GOAL OF THE EXERCISE:
Convert the data below into a Markdown table with two columns, "No." for the row number and "Line" for the text of each line, and skip any blank lines. Leave the pictures out of the table.

Rows from an object pointing dataset:
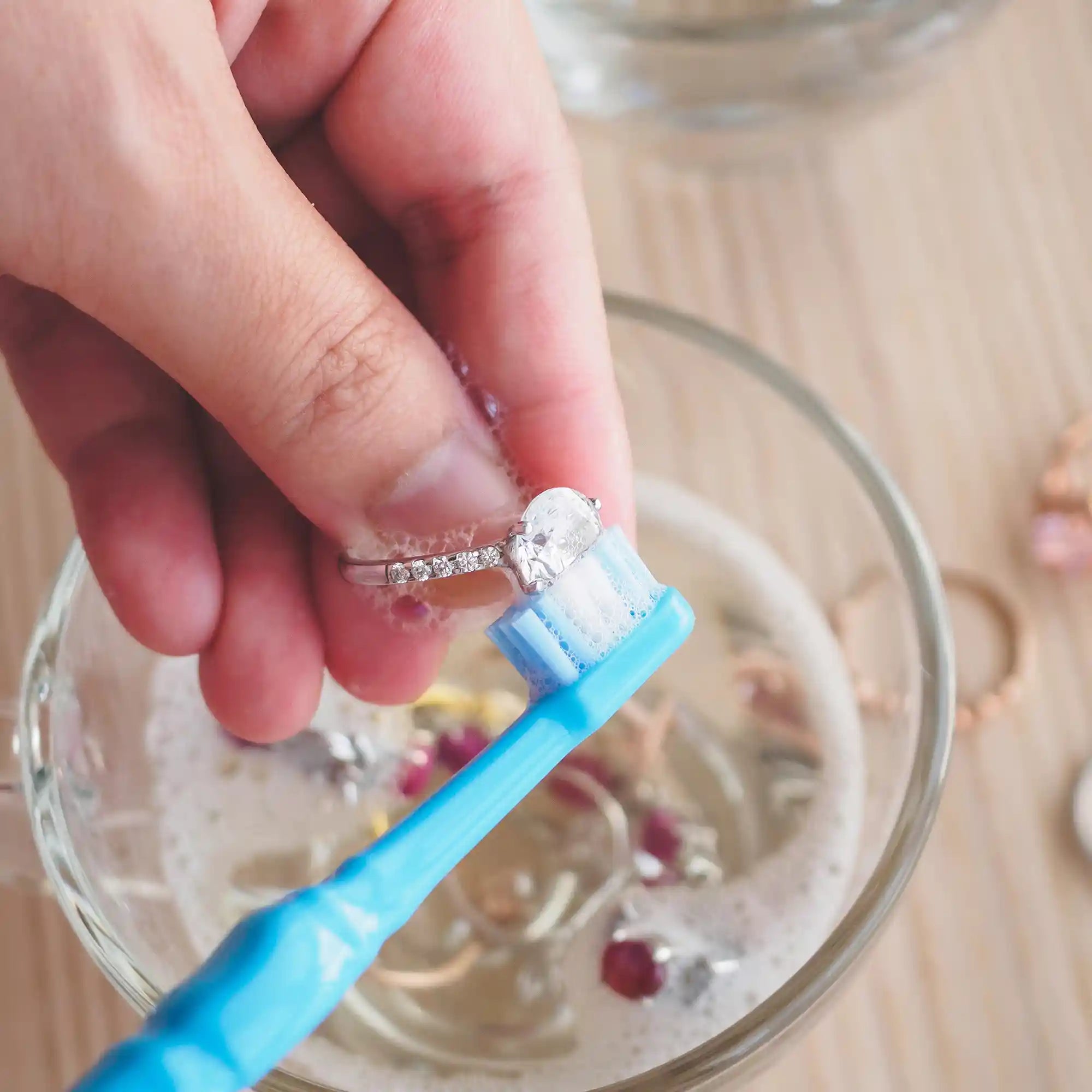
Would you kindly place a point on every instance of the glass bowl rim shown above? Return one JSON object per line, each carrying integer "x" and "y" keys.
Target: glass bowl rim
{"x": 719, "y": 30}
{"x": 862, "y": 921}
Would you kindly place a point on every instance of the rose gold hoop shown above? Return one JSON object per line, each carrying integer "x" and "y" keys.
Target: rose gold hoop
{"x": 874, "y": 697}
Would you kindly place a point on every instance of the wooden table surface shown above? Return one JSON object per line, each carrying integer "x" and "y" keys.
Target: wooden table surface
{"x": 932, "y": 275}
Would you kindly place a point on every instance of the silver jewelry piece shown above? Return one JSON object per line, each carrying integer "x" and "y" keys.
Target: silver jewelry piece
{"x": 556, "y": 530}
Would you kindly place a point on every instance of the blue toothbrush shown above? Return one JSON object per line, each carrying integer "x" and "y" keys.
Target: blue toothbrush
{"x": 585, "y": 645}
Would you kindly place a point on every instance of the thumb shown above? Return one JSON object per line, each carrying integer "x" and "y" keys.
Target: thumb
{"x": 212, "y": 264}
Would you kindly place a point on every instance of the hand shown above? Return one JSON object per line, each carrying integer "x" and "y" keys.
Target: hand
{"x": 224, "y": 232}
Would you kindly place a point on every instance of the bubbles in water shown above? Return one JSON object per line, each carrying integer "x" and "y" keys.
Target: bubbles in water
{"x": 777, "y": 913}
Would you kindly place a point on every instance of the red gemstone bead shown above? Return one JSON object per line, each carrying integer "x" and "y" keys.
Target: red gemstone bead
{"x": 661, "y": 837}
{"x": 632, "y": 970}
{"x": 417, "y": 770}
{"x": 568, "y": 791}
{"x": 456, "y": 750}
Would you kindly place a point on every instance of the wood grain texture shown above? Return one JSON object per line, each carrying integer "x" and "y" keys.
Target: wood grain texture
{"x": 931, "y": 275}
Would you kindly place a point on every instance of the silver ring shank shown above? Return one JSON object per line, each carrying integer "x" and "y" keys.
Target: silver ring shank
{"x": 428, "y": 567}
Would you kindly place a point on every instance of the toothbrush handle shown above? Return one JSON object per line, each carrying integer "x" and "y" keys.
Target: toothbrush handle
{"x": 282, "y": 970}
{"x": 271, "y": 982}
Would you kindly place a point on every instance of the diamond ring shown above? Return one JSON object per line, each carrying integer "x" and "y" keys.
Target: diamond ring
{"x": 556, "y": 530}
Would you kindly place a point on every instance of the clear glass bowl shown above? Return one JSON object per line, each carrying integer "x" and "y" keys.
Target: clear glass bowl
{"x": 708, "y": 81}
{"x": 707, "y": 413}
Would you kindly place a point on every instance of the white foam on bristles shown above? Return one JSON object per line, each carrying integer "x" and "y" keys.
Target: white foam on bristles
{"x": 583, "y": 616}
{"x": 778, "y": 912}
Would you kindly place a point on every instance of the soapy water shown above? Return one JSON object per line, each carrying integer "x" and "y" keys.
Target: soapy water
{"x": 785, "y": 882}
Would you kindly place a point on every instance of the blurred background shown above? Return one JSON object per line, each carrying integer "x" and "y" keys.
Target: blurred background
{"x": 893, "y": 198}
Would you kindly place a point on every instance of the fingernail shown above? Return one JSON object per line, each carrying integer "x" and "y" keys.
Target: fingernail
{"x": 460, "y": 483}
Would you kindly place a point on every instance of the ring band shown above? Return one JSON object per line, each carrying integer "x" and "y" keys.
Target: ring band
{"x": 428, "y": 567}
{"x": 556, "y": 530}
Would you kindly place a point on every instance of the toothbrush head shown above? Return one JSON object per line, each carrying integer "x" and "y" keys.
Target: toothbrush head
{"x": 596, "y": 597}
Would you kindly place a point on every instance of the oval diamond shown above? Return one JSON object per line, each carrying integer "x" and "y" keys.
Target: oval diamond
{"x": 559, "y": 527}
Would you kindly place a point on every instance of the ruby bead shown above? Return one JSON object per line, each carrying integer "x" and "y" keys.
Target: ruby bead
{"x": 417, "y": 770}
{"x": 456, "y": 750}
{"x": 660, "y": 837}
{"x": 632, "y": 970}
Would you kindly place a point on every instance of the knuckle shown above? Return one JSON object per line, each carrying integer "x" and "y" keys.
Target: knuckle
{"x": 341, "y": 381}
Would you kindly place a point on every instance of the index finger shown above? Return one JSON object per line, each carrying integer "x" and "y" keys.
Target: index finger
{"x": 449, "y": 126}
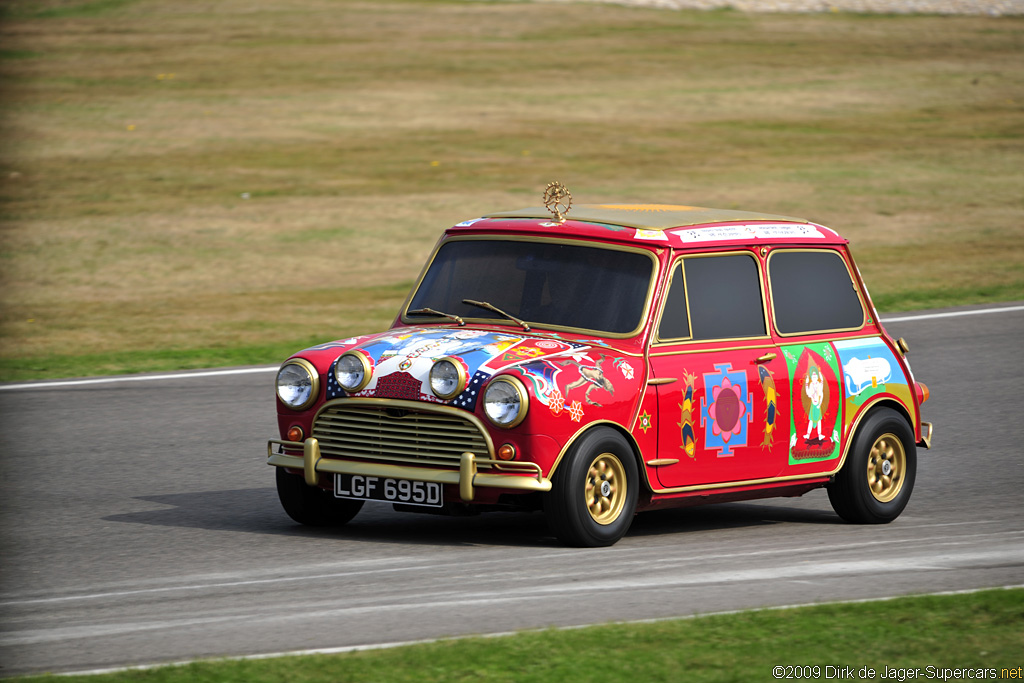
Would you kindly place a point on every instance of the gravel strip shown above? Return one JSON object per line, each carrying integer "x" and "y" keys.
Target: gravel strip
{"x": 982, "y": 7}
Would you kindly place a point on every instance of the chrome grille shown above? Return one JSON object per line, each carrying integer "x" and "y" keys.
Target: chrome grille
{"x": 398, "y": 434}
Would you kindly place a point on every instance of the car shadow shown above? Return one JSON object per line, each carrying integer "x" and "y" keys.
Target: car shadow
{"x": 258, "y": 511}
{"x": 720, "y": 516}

THE RESPONSE:
| No. | Line |
|---|---|
| 1 | Would you kindly place a point on every instance of the glass bowl rim shown above? Return one JSON object per line, each carrying integer "x" and "y" keys. |
| 2 | Target: glass bowl rim |
| 3 | {"x": 719, "y": 30} |
| 4 | {"x": 862, "y": 921} |
| 5 | Would you kindly place a point on every instance of the rose gold hoop shown above? Return one JSON object per line, each carrying integer "x" and "y" keys. |
| 6 | Target: rose gold hoop |
| 7 | {"x": 874, "y": 697} |
| 8 | Would you kindly place a point on every instance of the wooden table surface shown above? Return one JSON object per line, each carrying integer "x" and "y" keys. |
| 9 | Target: wooden table surface |
| 10 | {"x": 932, "y": 275} |
| 11 | Would you kindly place a point on every instance of the silver jewelry piece shown above? Return one JSON object per line, each carrying integer "x" and "y" keys. |
| 12 | Target: silver jewelry piece |
| 13 | {"x": 556, "y": 530} |
| 14 | Would you kindly place a point on every instance of the blue toothbrush shown above? Return one JSON object per line, each carrying integer "x" and "y" keys. |
| 15 | Target: blue toothbrush |
| 16 | {"x": 585, "y": 645} |
| 17 | Would you kindly place a point on every instance of the thumb shown above? Return one JSON object per line, each carrying integer "x" and "y" keys. |
| 18 | Target: thumb |
| 19 | {"x": 212, "y": 264} |
| 20 | Would you kindly place a point on every instance of the hand shown above? Return one JSON object per line, each carrying integer "x" and "y" keys. |
| 21 | Target: hand |
| 22 | {"x": 224, "y": 232} |
| 23 | Would you kindly place a point on every instance of the bubbles in water shown above? Return one JSON object per line, each carrying integer "x" and "y" keys. |
| 24 | Target: bubbles in water |
| 25 | {"x": 777, "y": 913} |
| 26 | Would you kindly place a point on every instance of the red gemstone bead shown above? Return one JSON object per line, each carrying integer "x" and "y" keys. |
| 27 | Target: red gemstone bead |
| 28 | {"x": 661, "y": 837} |
| 29 | {"x": 632, "y": 970} |
| 30 | {"x": 417, "y": 770} |
| 31 | {"x": 568, "y": 791} |
| 32 | {"x": 456, "y": 750} |
| 33 | Would you kindly place a point on every instance of the wood grain texture shown above? Return one JSON object per line, each carrying integer "x" and "y" keys. |
| 34 | Target: wood grain texture |
| 35 | {"x": 931, "y": 275} |
| 36 | Would you kindly place a point on every instance of the silver ring shank shown above? Return one JSON object per line, each carrying integer "x" and "y" keys. |
| 37 | Target: silver ring shank |
| 38 | {"x": 428, "y": 567} |
| 39 | Would you kindly place a point on every instance of the toothbrush handle shown above? Return one JSON object per line, each carrying integer "x" and "y" keys. |
| 40 | Target: toothbrush handle |
| 41 | {"x": 282, "y": 970} |
| 42 | {"x": 271, "y": 982} |
| 43 | Would you kindly place a point on every instance of the diamond ring shown above? Return one JSON object per line, each carrying integer "x" and "y" keys. |
| 44 | Target: diamond ring |
| 45 | {"x": 556, "y": 530} |
| 46 | Would you kindly place a point on every instance of the clear glass bowl shown above? Return one JSON object per line, each carrying integer "x" and "y" keys. |
| 47 | Target: clear glass bowl |
| 48 | {"x": 708, "y": 81} |
| 49 | {"x": 707, "y": 413} |
| 50 | Would you kindly place a point on every instance of the white foam on bristles shown above? Return one JSON object per line, each carrying integer "x" and "y" keys. |
| 51 | Target: white foam on bristles |
| 52 | {"x": 583, "y": 616} |
| 53 | {"x": 778, "y": 912} |
| 54 | Would you kindly place a point on every instance of the soapy water shown above? Return one JSON object per line, each carrying integer "x" and "y" keys. |
| 55 | Target: soapy water |
| 56 | {"x": 785, "y": 882} |
| 57 | Would you kindly place a point on every instance of the blurred background shown above? Return one JSON object per line, each carrying integer "x" and "y" keys. |
| 58 | Target: blurred background |
| 59 | {"x": 893, "y": 198} |
| 60 | Would you kindly place a point on every instance of the fingernail shown above? Return one JSON object per line, each carrying integer "x" and "y" keys. |
| 61 | Target: fingernail |
| 62 | {"x": 460, "y": 483} |
| 63 | Would you kindly place a point on every instance of the ring band shown above? Return one JSON object per line, each carrying integer "x" and "y" keys. |
| 64 | Target: ring band |
| 65 | {"x": 428, "y": 567} |
| 66 | {"x": 556, "y": 530} |
| 67 | Would you kindly place a point on every instance of the toothbrush head shown above? Return one JSON object per line, each carrying integer "x" and "y" keys. |
| 68 | Target: toothbrush head |
| 69 | {"x": 596, "y": 597} |
| 70 | Would you kindly place a point on every instance of the oval diamond shown above? Return one JSON object per line, each carrying integer "x" and "y" keys. |
| 71 | Target: oval diamond |
| 72 | {"x": 559, "y": 527} |
| 73 | Would you kindly place a point on every instance of the ruby bead shown above? Return one JSON object per line, each carrying integer "x" and "y" keys. |
| 74 | Target: ruby bead |
| 75 | {"x": 417, "y": 770} |
| 76 | {"x": 456, "y": 750} |
| 77 | {"x": 660, "y": 837} |
| 78 | {"x": 632, "y": 970} |
| 79 | Would you kindly place a point on every instance of the knuckle shown above? Return one JSON object per line, each carrying integer "x" and "y" keys. |
| 80 | Target: knuckle |
| 81 | {"x": 341, "y": 381} |
| 82 | Would you kindly place a point on every instance of the index finger shown above? Return one JSON object per line, each carrying integer "x" and "y" keys. |
| 83 | Target: index finger |
| 84 | {"x": 449, "y": 126} |
| 85 | Would you kindly place a point on every instance of the gravel strip shown above? Return one JSON object per line, each carrying integer "x" and "y" keys. |
| 86 | Target: gravel strip |
| 87 | {"x": 982, "y": 7} |
| 88 | Would you kindly place a point on every instance of the chrome grille shown above? Return one JSON object per line, each carrying integer "x" and "y" keys. |
| 89 | Target: chrome grille |
| 90 | {"x": 398, "y": 434} |
| 91 | Would you kindly place a point on every instance of the car shadow shown above? Return one JSON object per line, each carrying integer "x" and "y" keys. |
| 92 | Target: car shadow |
| 93 | {"x": 258, "y": 511} |
| 94 | {"x": 720, "y": 516} |